Labeled-object pointing records
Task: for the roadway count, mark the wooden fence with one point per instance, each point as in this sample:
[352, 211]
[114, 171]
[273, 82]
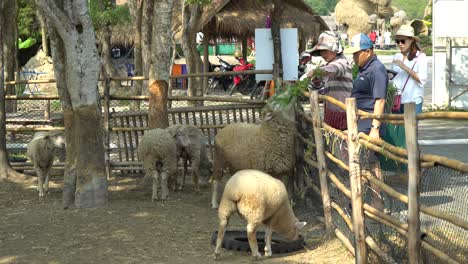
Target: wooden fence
[127, 128]
[361, 210]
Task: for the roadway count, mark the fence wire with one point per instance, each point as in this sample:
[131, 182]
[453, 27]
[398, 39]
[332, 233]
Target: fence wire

EXERCISE
Starting at the line that contains "Task: for the roadway count, mark the fence" and continuing through the end of the records, write the lines out again, swapping "fence wire" for "barbed wire" and leaving everything else unchanged.

CORRECT RESULT
Task: for the roadway count, mark the barbed wire with one point per instance, each point as in this sample:
[131, 182]
[453, 27]
[398, 39]
[332, 233]
Target: barbed wire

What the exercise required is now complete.